* [Source passage]

Auxiliary losses include: a diversity loss \(\mathcal{L}_{\text{div}}\) (suppressing similarity between frequently co-activated prompt values) and a norm regularization \(\mathcal{L}_{\text{norm}}\) (constraining the active prompts to serve only as residuals).
Key Experimental Results¶
Main Results¶
Comparison on three DIL benchmarks (no Task-ID, no external data storage):
| Dataset | Metric | Residual SODAP | Prev. SOTA (OS-Prompt++) | Gain |
|---|---|---|---|---|
| DR (Diabetic Retinopathy) | AvgACC↑ | 0.850 | 0.769 | +0.081 |
| DR | AvgF↓ | 0.047 | 0.113 | -0.066 |
| Skin Cancer | AvgACC↑ | 0.760 | 0.725 | +0.035 |
| Skin Cancer | AvgF↓ | 0.031 | 0.063 | -0.032 |
| CORe50 | AvgACC↑ | 0.995 | 0.983 | +0.012 |
| CORe50 | AvgF↓ | 0.003 | 0.014 | -0.011 |
Ablation Study¶
| Configuration | Key Metric | Remarks |
|---|---|---|
| α-entmax vs. Softmax | Significant AvgACC improvement | Sparse selection eliminates noise from irrelevant prompts |
| w/o residual combination | Performance degradation | Frozen/active residual structure is critical for knowledge preservation |
| w/o PUDD | Fixed prompt pool size | Unable to adaptively adjust capacity for new domains |
| w/o pseudo-feature replay | Classifier degradation | Confirms the existence of classifier-level forgetting |
| w/o uncertainty weighting | Requires manual tuning | Automatic weighting simplifies hyperparameters and improves stability |
Key Findings¶
- Classifier-level forgetting is an overlooked yet significant source of failure in PCL; jointly optimizing prompts and classifiers yields substantial gains.
- α-entmax (\(\alpha=1.5\)) achieves the optimal balance between softmax (expressive but noisy) and sparsemax (extremely sparse).
- Statistics-based pseudo-feature replay effectively preserves classifier decision boundaries with zero data storage.
Highlights & Insights¶
- This work is the first to systematically address both representation adaptation and classifier knowledge preservation simultaneously within PCL.

* [Required tasks]
1. In the Residual SODAP summary, change "decision boundaries" to "decision regions" in the part between "- α-entmax (\(\alpha=1.5\))" and "simultaneously within PCL.", inclusive, and write out that part.
2. Write the lines that should follow the end of the Residual SODAP summary.

* [Information]
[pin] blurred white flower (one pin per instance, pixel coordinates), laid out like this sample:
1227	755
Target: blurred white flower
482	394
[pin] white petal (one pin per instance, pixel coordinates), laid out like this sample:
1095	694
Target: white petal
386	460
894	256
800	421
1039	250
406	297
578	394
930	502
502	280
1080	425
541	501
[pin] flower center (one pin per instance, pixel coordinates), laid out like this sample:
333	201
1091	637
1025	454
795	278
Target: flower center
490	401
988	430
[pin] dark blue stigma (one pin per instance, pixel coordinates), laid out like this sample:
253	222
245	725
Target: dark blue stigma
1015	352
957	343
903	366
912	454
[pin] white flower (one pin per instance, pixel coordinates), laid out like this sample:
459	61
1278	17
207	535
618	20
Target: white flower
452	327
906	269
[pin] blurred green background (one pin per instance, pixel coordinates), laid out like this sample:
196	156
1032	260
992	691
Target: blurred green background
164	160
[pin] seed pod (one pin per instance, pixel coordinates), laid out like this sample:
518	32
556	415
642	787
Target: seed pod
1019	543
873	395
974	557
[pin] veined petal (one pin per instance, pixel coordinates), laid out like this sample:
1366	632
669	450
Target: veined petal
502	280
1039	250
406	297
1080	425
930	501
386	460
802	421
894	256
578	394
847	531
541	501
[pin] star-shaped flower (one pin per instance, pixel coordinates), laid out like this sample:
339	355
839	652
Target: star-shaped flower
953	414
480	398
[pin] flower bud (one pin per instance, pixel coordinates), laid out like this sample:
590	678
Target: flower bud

* [Solved problems]
1.
- α-entmax (\(\alpha=1.5\)) achieves the optimal balance between softmax (expressive but noisy) and sparsemax (extremely sparse).
- Statistics-based pseudo-feature replay effectively preserves classifier decision regions with zero data storage.
Highlights & Insights¶
- This work is the first to systematically address both representation adaptation and classifier knowledge preservation simultaneously within PCL.

2.
- The PUDD drift detection scheme cleverly leverages information inherent in prompt selection patterns themselves, without requiring a separate domain discriminator.
- The data-free distillation approach combining Welford online statistics with diagonal Gaussian pseudo-replay is elegantly simple yet effective.
- Uncertainty weighting eliminates the need for manual tuning of multiple loss terms.
Limitations & Future Work¶
- Validation is limited to classification tasks and has not been extended to dense prediction tasks such as segmentation or detection.
- Prompt pool expansion is monotonically increasing with no compression or pruning mechanism, potentially causing parameter bloat in long-term deployment.
- The PUDD threshold \(\theta\) and window size \(W\) remain as hyperparameters with limited adaptivity.
- The diagonal Gaussian assumption may be insufficient to capture complex class-conditional feature distributions.
Related Work & Insights¶
- Compared against PCL methods including OS-Prompt, Coda-Prompt, and Dual-Prompt, highlighting the advantages of sparse selection and classifier preservation.
- The pseudo-feature replay idea is generalizable to other data-free continual learning scenarios.
- Drift detection combined with dynamic prompt expansion can be applied to adaptive architecture adjustment in online learning systems.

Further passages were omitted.